Work to complete: Please report every line of the records that contains the word "tractor", copying each one in full. Case counts.

---------- Extracted information ----------

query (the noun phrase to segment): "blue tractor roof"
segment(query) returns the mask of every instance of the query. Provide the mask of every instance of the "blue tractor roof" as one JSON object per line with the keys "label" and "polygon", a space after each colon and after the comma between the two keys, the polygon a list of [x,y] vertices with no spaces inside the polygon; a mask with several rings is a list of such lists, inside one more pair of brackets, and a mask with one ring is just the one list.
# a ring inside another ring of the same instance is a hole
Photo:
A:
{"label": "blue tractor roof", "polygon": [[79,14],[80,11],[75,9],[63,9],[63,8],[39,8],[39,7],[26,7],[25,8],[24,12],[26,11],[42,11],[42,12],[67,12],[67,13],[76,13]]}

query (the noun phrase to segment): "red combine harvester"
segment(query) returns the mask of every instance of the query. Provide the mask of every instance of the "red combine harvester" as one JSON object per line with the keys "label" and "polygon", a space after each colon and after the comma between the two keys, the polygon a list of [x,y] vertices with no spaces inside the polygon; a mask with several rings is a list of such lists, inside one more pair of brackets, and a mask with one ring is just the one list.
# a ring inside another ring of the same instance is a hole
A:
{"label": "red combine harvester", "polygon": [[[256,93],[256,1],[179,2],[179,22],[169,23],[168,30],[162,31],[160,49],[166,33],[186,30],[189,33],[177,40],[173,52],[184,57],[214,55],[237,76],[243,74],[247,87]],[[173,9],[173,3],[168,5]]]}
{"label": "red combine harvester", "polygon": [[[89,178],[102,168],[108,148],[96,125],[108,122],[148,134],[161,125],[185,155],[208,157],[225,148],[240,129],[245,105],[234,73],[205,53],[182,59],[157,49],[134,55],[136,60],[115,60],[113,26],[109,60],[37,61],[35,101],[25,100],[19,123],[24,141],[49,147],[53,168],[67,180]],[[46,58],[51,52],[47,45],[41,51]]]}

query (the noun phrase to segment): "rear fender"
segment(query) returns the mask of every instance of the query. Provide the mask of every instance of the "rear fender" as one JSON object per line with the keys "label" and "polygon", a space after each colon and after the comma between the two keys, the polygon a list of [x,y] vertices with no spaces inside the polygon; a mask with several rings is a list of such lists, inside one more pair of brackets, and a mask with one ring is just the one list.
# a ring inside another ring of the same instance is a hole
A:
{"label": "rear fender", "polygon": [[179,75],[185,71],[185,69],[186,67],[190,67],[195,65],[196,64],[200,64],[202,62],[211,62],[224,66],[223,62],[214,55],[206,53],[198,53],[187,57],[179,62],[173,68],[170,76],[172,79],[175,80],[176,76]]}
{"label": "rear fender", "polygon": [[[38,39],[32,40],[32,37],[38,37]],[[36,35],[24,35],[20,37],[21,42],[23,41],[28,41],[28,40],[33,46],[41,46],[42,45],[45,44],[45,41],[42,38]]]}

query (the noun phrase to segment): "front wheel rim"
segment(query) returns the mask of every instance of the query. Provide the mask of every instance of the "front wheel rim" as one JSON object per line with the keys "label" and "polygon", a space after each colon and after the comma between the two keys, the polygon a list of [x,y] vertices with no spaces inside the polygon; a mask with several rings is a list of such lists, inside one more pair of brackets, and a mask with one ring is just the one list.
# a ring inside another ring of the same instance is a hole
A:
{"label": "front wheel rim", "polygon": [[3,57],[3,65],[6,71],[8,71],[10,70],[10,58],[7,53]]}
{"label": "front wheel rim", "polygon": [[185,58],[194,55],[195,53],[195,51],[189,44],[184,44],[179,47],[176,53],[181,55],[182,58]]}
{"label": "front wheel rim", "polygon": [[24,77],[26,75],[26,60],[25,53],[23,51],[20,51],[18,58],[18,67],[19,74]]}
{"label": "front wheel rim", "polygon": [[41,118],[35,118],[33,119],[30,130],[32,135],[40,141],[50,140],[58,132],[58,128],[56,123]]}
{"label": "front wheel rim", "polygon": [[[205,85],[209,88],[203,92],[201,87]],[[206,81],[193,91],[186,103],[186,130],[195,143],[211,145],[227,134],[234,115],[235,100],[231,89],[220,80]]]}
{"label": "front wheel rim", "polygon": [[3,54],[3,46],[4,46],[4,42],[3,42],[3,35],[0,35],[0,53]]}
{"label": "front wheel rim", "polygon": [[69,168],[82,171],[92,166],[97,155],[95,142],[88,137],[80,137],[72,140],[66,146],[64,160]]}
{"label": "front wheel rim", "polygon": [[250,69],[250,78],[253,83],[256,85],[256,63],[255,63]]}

----------

Finished answer:
query (the noun phrase to segment): "blue tractor roof"
segment(query) returns the mask of every instance of the query. Provide the mask of every instance of the "blue tractor roof" as one JSON object per line with the keys "label" and "polygon", a space after each colon and after the comma between the two keys, the polygon a list of [x,y] vertices with no spaces inside the polygon; a mask with several rings is a list of such lists, inside one more pair of brackets, and a mask with one ring is just the one list.
{"label": "blue tractor roof", "polygon": [[79,14],[80,11],[75,9],[63,9],[63,8],[39,8],[39,7],[26,7],[25,8],[24,12],[26,11],[42,11],[42,12],[67,12],[67,13],[76,13]]}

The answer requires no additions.